Tecnología

June 8, 2009

MY FIRST VENTURE WITH ATMEGA16 VIA LINUX

After a long struggle with never ending commands and long lists of packages, not forgetting some tedious circuitry, we finally managed to blink an LED using an Atmel ATMEGA16 microcontroller. I’ll explain what we did in some simple steps.
1. Building a programmer (hardware) to program the Microcontroller( MuC )

2. Installation of necessary packages, for compiling and burning the MuC.

3. Burning the MuC

4. Sample program

All the installation and applications are  based on GNU Linux Debian / Ubuntu . Please bear with it.

I. Building a Programmer.
We need a hardware circuit to interface the MuC with a PC via its parallel port so that we can transfer our program from the latter to the former. We have used a circuit compatible with Uisp programming application. The circuit is available here.

atmega16-programmer
The hardware on the bottom right hand side is that for supplying Vcc.
Pin 9 is RESET (active low) and so it is always kept HIGH by connecting it to Vcc via 10k resistor as shown.

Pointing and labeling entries

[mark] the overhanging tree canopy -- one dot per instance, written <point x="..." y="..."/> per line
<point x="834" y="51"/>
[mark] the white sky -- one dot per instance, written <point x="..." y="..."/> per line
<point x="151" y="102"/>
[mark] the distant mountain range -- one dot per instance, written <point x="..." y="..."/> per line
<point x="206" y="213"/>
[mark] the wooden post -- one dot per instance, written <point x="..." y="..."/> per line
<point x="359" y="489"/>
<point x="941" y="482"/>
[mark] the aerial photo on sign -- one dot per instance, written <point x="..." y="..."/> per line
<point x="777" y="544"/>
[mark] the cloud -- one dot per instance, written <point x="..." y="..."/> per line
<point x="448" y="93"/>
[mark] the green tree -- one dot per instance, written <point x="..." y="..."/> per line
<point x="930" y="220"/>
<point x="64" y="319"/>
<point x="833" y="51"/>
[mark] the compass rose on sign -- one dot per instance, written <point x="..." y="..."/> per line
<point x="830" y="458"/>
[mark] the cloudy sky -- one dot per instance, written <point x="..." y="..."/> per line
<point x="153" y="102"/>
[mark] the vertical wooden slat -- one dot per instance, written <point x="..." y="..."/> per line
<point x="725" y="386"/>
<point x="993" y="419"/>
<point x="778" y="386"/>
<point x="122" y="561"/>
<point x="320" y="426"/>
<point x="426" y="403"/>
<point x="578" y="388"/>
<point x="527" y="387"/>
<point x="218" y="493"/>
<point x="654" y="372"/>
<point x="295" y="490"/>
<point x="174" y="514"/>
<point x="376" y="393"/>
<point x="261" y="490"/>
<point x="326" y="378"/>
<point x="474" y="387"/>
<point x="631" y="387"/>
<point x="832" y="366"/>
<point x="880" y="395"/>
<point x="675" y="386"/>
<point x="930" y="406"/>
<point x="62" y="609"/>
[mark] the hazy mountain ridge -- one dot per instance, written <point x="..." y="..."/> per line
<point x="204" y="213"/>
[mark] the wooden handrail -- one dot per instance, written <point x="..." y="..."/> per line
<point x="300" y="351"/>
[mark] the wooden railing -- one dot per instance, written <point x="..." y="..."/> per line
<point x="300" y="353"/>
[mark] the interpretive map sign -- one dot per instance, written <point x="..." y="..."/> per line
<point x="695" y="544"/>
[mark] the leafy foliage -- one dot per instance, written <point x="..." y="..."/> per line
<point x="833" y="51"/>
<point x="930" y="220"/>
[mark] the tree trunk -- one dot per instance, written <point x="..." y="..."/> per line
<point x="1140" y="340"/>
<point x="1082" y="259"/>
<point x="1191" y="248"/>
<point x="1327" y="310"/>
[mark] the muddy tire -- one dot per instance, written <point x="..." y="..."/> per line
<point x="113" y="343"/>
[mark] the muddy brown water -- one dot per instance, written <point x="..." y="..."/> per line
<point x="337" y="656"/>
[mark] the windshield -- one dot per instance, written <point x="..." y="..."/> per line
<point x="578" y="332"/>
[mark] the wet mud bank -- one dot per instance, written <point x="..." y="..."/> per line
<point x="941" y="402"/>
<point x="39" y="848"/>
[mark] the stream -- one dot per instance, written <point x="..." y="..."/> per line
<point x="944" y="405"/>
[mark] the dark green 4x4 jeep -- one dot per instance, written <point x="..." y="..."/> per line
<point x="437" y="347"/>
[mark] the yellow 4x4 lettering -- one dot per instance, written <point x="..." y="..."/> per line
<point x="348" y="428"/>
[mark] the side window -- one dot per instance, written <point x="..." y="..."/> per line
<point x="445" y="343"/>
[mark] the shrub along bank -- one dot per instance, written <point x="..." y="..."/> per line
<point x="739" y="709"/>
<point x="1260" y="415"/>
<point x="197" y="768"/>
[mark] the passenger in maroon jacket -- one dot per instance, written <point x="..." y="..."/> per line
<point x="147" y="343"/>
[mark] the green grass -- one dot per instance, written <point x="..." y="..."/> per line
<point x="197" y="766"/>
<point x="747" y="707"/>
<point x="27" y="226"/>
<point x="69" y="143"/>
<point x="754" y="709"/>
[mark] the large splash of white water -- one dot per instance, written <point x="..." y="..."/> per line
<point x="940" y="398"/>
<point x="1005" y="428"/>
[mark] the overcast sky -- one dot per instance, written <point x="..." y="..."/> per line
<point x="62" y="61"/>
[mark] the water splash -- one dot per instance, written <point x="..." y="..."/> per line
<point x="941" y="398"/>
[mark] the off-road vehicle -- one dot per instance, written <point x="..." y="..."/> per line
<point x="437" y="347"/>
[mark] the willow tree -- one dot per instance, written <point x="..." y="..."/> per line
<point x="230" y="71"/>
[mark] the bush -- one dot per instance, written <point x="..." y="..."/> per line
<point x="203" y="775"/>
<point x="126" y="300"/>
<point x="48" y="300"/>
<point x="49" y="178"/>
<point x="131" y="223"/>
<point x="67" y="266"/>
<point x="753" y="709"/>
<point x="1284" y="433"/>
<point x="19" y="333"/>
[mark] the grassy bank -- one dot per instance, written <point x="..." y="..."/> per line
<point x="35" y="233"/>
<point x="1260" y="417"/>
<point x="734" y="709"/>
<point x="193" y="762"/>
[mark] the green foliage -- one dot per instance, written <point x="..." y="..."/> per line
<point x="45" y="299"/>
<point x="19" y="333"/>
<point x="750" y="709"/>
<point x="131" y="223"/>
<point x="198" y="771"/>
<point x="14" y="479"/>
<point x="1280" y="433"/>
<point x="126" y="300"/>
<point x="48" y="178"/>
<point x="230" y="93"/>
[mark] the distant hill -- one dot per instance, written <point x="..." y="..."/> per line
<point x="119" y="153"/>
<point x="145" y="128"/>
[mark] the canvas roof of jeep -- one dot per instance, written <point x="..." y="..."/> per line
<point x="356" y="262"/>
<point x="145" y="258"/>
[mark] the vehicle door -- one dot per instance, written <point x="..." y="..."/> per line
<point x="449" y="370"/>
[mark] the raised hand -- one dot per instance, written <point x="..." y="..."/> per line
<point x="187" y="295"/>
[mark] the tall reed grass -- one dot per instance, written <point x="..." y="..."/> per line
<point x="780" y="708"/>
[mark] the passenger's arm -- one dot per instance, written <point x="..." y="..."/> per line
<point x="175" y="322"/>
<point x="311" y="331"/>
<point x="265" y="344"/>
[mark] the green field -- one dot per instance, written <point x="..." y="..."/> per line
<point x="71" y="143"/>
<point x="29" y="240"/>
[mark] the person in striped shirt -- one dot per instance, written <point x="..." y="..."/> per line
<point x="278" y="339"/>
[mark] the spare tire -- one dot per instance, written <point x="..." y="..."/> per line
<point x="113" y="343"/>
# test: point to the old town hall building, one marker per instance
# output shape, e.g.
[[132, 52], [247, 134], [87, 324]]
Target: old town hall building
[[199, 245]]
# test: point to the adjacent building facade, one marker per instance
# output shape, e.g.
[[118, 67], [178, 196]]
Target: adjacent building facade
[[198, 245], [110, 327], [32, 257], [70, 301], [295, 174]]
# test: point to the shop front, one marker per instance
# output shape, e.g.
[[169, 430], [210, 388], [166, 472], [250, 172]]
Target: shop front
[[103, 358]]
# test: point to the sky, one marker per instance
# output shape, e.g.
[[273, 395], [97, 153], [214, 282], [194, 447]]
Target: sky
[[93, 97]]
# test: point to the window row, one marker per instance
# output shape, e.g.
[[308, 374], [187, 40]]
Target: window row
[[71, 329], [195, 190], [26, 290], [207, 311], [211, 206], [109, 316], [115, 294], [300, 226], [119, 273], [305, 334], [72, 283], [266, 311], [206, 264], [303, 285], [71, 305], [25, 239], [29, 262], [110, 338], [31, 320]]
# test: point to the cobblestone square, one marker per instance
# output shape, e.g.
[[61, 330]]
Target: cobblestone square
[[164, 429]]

● Instruction 1:
Retype the passage on the ATMEGA16 microcontroller, everything from "We need a hardware" down to "is available here.".
● Instruction 2:
Extend the passage on the ATMEGA16 microcontroller, continuing from the point at which it currently ends.

● Result 1:
We need a hardware circuit to interface the MuC with a PC via its parallel port so that we can transfer our program from the latter to the former. We have used a circuit compatible with Uisp programming application. The circuit is available here.

● Result 2:
Make sure that the GND of Parallel port and that of Power supply are shorted.
Q1 is 4MHz crystal for clock.

II. Packages
Several packages/libraries need to be installed on linux for compiling our program(specifically for MuC) as well as uploading it onto the microcontroller’s (flash) memory using the programmer we discussed above. They are build-essential, avr-libc, gcc-avr, binutils, uisp. To install these packages, type as root user :

#apt-get install  build-essential avr-libc  gcc-avr  binutils uisp

You may skip rest of this section if the above command worked fine!!!

If any error creeps up showing invalid repositories or something similar, we may need to update the repositories file of aptitude (apt). The new repositories to be added for Debian are:

deb http://http.us.debian.org/debian testing main
deb http://www.uk.debian.org/debian stable main contrib non-free

These are to be added/written to the file sources.list in the directory.

/etc/apt/sources.list

( Check whether the current repositories of your apt have the packages  or not, even if your distro is/is not Debian/ Ubuntu. And if needed you may have to find out the necessary ones from the internet )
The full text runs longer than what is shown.